# Exercise brief
Would you set down every entry shown below, precisely as written?

# Information supplied
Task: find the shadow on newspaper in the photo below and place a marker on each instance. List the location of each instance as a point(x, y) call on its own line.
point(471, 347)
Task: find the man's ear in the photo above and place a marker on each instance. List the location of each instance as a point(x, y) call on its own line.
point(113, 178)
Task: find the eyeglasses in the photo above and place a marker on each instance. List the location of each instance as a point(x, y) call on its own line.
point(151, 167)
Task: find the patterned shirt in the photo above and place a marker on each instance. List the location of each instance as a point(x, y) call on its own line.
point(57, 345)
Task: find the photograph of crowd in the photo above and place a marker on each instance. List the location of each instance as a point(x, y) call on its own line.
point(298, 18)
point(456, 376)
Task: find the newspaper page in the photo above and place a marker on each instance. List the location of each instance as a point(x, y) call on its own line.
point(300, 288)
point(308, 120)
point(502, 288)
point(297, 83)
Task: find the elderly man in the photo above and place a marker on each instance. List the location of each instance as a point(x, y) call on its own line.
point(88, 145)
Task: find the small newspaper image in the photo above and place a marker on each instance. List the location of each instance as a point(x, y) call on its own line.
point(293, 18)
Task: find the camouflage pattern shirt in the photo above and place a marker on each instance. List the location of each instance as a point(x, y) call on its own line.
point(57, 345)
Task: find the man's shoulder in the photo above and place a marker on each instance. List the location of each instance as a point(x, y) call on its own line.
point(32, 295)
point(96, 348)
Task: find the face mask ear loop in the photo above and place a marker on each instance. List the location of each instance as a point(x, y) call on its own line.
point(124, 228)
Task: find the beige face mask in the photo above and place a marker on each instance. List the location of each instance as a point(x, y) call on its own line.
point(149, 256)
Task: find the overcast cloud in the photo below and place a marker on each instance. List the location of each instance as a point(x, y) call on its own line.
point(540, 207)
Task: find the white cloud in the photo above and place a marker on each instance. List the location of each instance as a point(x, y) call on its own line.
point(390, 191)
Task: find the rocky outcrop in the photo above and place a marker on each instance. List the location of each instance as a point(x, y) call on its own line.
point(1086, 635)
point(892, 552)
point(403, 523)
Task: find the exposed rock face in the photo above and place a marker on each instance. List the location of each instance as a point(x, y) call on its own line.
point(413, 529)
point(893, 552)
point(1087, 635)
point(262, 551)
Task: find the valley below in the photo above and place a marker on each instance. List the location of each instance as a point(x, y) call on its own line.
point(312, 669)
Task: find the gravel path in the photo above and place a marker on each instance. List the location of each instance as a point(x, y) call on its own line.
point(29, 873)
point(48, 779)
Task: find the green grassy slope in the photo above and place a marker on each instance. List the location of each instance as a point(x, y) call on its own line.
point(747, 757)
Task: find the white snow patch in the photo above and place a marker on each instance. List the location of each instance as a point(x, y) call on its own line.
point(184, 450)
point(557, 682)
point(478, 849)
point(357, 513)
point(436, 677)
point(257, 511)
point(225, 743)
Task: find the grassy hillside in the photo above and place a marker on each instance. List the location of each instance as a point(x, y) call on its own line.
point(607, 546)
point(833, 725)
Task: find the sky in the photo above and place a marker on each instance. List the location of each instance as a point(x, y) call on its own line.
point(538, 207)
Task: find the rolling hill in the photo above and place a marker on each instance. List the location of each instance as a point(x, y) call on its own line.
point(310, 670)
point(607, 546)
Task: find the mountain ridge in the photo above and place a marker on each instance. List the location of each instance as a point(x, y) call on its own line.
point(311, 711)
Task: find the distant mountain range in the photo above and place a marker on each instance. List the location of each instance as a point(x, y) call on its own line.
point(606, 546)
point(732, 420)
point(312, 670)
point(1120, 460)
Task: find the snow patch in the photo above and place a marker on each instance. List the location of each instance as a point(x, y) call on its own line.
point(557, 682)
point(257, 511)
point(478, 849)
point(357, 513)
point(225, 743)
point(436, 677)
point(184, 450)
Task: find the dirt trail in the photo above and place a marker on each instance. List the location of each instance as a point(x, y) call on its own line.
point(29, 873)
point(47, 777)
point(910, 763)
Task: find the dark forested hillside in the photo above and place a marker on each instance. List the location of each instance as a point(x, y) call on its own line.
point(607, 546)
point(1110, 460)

# Output of the task
Task: find the shadow on newspaper in the photo below and place a marker on each instance. List the location of each instance as a point(x, y) call on its own line.
point(471, 347)
Task: find the man's ear in the photo above and place a marker on each instance. List the location of each instance as a point(x, y) call on its own line.
point(113, 178)
Task: find the eyeglasses in the photo above and place a marker on each instance. List the location of each instance as a point(x, y) call on its own line.
point(151, 167)
Task: find the patterned shirt in the photo above and place a marker on each instance. List the location of each instance as a point(x, y) call on its own line.
point(57, 345)
Task: find the photograph of crowd in the photo above and place a marker on each instance. List the location of each instance as a point(x, y) call on its own line.
point(298, 18)
point(456, 376)
Task: find the newspaper page in the photo above and place a marker on each instance. List the location of each instance as a point(x, y) call on its own line.
point(300, 288)
point(308, 120)
point(502, 288)
point(297, 83)
Task: find the elderly man in the photo above and place a marker on each instance. List the location of each instance as a point(x, y) call on its own line.
point(88, 145)
Task: find the small newspaper image in the photo above and place a marker on each instance. List the location of each instance as a point(x, y) call on its own line.
point(293, 18)
Task: find the camouflage pattern shirt in the photo above and place a marker on each instance. List the location of each instance as a point(x, y) call on its own line.
point(57, 345)
Task: find the man's shoulder in the photo above and place a marker on each instance. List the location of each instance as a point(x, y) call on its own line.
point(32, 295)
point(96, 348)
Task: find the face mask ear loop in the photo above and place a marker on each instance. List the location of each instance as a point(x, y) call on its own line.
point(124, 228)
Task: find the beige face mask in the photo above and place a marker on each instance. List the location of each instance as a point(x, y) call on its own line.
point(149, 256)
Task: find the overcast cloud in the photo below and place a marker on each instance. List the location of each instance as a point(x, y) call on its own line.
point(540, 207)
Task: find the white cloud in the photo above and place a marker on each instance. List the location of each instance as a point(x, y) call on its own line.
point(390, 191)
Task: find the rocky outcrop in the photo above and place a marker on each instance. List the location of each instance as a point(x, y) call on its own line.
point(1086, 635)
point(892, 552)
point(403, 523)
Task: find the exposed rock face in the photo above and place a marker on each instance. List the location of each instance as a point(x, y) call on its own line.
point(413, 529)
point(893, 552)
point(1087, 635)
point(262, 551)
Task: find the valley below in the photo above and place a marker on each instance. List the location of each instance as a point(x, y) call on its own line.
point(312, 669)
Task: find the gravel path in the photo above and place a marker on each instance. List the location of each instance as a point(x, y) call on its own line.
point(29, 873)
point(48, 779)
Task: find the green grassy slope in the photo above and place a marker on each instance. List the location of each instance as a point(x, y) call on its own line.
point(747, 757)
Task: find the white snow patch in the photo above and place a marker on each instance. List the location of each instance as a point(x, y) call on its own line.
point(184, 450)
point(557, 682)
point(478, 849)
point(357, 513)
point(436, 677)
point(257, 511)
point(225, 743)
Task: find the grassy hillside in the photo above and place a marker on each instance. List the location of each instance as a point(x, y) call on its own line.
point(607, 546)
point(833, 725)
Task: find the sky in the photo above and place a marker on each instance. List the location of each instance as a point(x, y) call on its own line.
point(538, 207)
Task: find the rolling hill in the photo above and place a marker on each instance. List the location of each instance as a point(x, y) call on its own line.
point(310, 670)
point(607, 546)
Task: find the mountain ridge in the photo above and place a marker on each instance. List the location of each instance as a point(x, y) call on its own line.
point(311, 711)
Task: find the distant mountain range in the photo above and place a marker on each instance. List the location of each instance as a point(x, y) call on its own line.
point(606, 546)
point(732, 420)
point(312, 670)
point(1120, 460)
Task: find the snow patch in the photo above and place a marker on each instance. List the location of each instance as a point(x, y) call on its own line.
point(557, 682)
point(257, 511)
point(478, 849)
point(357, 513)
point(225, 743)
point(436, 677)
point(184, 450)
Task: find the dirt trail in the photo above and place a marker on each instance. List the location of each instance as a point(x, y) call on its own line.
point(29, 873)
point(47, 777)
point(910, 763)
Task: find the dark forested hillside in the photo above and place a marker on each instance. List the location of each instance as a point(x, y) call on its own line.
point(607, 546)
point(1110, 460)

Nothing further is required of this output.